=== PROBLEM ===
Where the string "query" occurs in a line of the entries below, copy that line.

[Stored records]
* * * * * * *
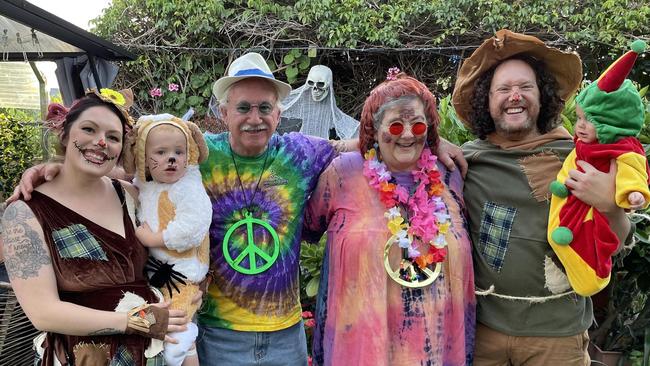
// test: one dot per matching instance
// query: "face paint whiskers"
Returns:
(93, 156)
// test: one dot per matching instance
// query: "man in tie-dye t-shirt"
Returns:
(259, 183)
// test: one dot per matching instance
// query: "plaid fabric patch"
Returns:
(156, 360)
(75, 241)
(122, 357)
(496, 224)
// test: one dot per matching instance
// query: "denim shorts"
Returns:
(225, 347)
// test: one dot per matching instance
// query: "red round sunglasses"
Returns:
(417, 129)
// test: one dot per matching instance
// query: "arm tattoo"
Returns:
(25, 252)
(105, 331)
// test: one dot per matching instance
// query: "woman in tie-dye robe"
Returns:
(363, 317)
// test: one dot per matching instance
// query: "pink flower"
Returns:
(392, 73)
(155, 92)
* * * * * * *
=== RESPONSE FOR THIS EXERCISE ===
// query: "face paint whiskers"
// query: "man in tie-dye t-shirt"
// query: "plaid fabric patch"
// query: "denim shorts"
// query: "red round sunglasses"
// query: "arm tattoo"
// query: "woman in tie-dye robe"
// query: "pink flower"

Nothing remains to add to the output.